§ YOUR INSTRUCTIONS: For each of the items below, arrange the lines as a numbered list, leaving out any blank lines.

--- START OF ENTRIES ---

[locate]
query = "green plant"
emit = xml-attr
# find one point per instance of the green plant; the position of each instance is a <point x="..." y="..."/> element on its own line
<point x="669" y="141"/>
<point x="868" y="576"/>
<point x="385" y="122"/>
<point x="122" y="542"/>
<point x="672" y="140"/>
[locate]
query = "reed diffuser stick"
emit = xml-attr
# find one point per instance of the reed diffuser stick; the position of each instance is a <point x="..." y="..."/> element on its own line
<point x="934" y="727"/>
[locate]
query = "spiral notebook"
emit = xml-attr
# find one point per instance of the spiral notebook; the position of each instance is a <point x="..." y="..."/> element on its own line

--- END OF ENTRIES ---

§ ANSWER FOR THIS EXERCISE:
1. [locate]
2. query = "green plant"
3. emit = xml-attr
4. # find one point per instance of the green plant; the position of each instance is a <point x="..." y="..."/> element on its own line
5. <point x="669" y="141"/>
6. <point x="868" y="576"/>
7. <point x="385" y="122"/>
8. <point x="122" y="542"/>
9. <point x="672" y="140"/>
10. [locate]
11. query = "reed diffuser stick"
12. emit = xml-attr
13. # find one point per instance of the reed diffuser stick; the position of each instance is a <point x="..." y="..."/> element on its own line
14. <point x="934" y="727"/>
15. [locate]
16. query = "spiral notebook"
17. emit = xml-attr
18. # find one point per instance of the spiral notebook; the position of each instance is a <point x="..." y="..."/> element on its own line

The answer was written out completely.